** EXERCISE **
For the full listing below, write out each entry exactly and exclude the images.

** SOURCE DATA **
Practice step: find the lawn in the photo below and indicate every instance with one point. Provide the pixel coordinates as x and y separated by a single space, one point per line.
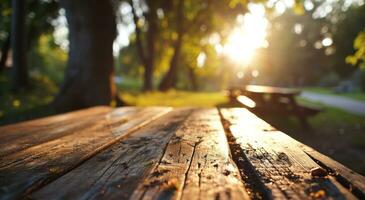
356 95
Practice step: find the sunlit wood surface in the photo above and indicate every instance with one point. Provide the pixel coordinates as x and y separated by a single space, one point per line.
165 153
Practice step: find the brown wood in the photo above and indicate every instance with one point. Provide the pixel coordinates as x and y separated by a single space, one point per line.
33 167
195 165
20 136
165 153
282 168
115 172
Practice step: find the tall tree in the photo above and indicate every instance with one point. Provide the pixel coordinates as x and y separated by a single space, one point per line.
147 52
89 75
18 43
4 52
197 19
169 80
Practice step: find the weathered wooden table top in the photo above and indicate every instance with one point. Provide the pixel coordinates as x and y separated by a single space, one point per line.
164 153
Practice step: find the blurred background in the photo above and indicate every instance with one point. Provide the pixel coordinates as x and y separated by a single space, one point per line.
62 55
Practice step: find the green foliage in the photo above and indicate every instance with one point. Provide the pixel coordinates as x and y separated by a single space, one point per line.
356 95
28 103
48 59
358 58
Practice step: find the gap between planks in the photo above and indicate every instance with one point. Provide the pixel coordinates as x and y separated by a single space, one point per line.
282 167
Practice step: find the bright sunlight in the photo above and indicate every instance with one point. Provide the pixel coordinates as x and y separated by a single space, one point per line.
249 35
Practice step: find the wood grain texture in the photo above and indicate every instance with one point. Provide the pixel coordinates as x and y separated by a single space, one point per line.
195 165
27 170
23 135
115 172
282 167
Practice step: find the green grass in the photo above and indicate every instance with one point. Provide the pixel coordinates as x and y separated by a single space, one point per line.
174 98
28 103
356 95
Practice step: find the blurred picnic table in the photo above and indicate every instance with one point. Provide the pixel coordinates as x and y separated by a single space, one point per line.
273 100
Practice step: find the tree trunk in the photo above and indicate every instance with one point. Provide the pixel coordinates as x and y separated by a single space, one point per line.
89 74
151 39
18 44
192 77
4 52
147 57
170 79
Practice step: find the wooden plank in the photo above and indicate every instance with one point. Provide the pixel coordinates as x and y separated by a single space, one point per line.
282 167
116 171
23 135
27 170
195 165
353 180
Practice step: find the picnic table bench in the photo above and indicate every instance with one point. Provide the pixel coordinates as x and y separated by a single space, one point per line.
165 153
276 100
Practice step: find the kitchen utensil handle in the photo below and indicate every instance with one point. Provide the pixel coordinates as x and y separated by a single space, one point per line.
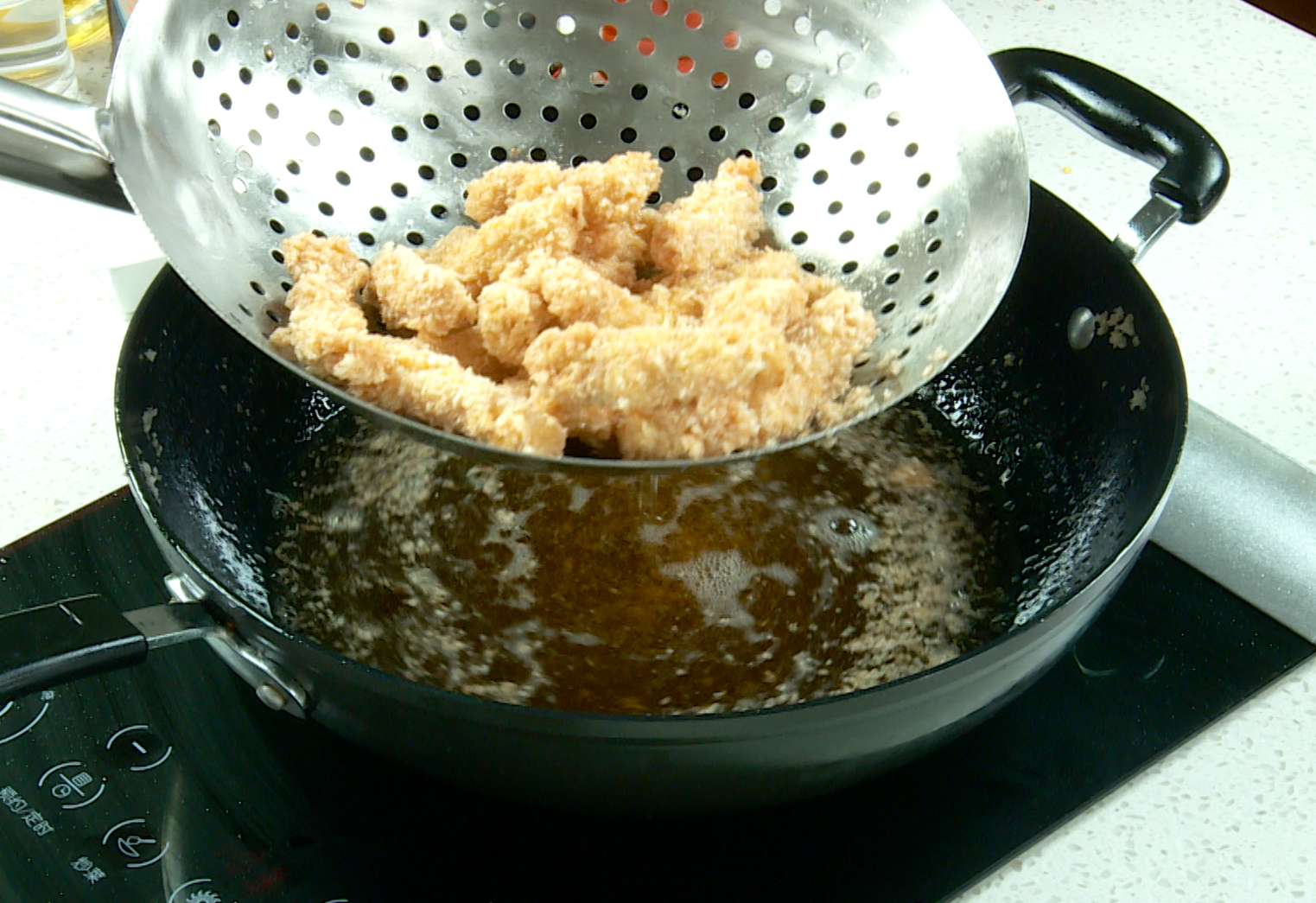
1192 168
54 143
86 635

** OUTPUT BELOW **
Practice step: find the lawn in the photo below and indicate every instance with one point. Provide the pixel coordinates as x and y separated by a single space, one point per line.
356 95
Practice step: find the sunlit wood surface in the photo above and indicate every instance with one point. Provide the pixel coordinates as x and y separated by a single space, one point per line.
165 153
Practice step: find the brown wood in the photo above and indicate every instance with one point. Provide the pixel coordinates as x and y separated by a single space, one point per line.
33 167
195 165
20 136
165 153
282 168
115 172
Practice step: find the tall tree in the photo above and indicate every instance with one point. Provide the pixel coordinates as x and y separated by a single space, one point per line.
147 52
89 75
18 43
4 52
197 19
169 80
Practice step: find the weathered wooden table top in the photo above and indicate every instance with one point. Provide the pixel coordinates as x and y separated by a single space, one point per line.
164 153
Practice step: find the blurred background in the photo above and indicate every instance with one point. Provide the pixel coordinates as x and y separated by a single space, one point per line.
62 55
Practice step: find the green foliage in the photo above and indicate every instance with one point. Provide the pixel coordinates as x and y separated by a single space, one point per line.
356 95
28 103
48 59
358 58
Practice step: find the gap between planks in the photo above and indicate every instance with one point. Provide the pixel coordinates as x and y separated by a single space, one point per line.
282 167
Practice step: find the bright sunlight in the photo above and indicate every instance with one point. Provide the pixel coordinates as x and y separated by a single space, one point per line.
249 35
Practice step: find the wood grain texture in the photo above and indicate every instance with one point. Provide the pixel coordinates as x and y separated by a single space, one point per line.
195 165
27 170
23 135
115 172
282 167
Practice step: find the green grass in the photo above and indicate every instance with one point. Provide the pixel coordinates as x and y separated by a single space, one point per line.
174 98
28 103
356 95
Practice step: find the blurred picnic table in the photo above and indicate every instance with one point. Provide the pixel coordinates as x and y separated by a single space, one point per line.
273 100
Practice step: find the tree trunk in the photo above and indicate every instance with one point. Provide the pixel coordinates as x and y separated by a single space, one point per line.
89 74
151 39
18 44
192 77
4 52
147 57
170 79
Practice step: find the wooden plank in the photo above and indicate every instance with one point. Provide the pixel coordinates as x and y separated by a single space, one point per line.
282 167
116 171
23 135
27 170
195 165
353 180
Practice step: find the picnic table bench in the photo above and indicate every instance with one point. Provide the pixel coordinates as x and y separated by a single space, one point per line.
165 153
276 100
Practice step: find the kitchen utensil handle in the photo below and indicate every instance with one point. Provide the pixel coordinates as x and y separated by a single space, one point per line.
1192 168
54 143
86 635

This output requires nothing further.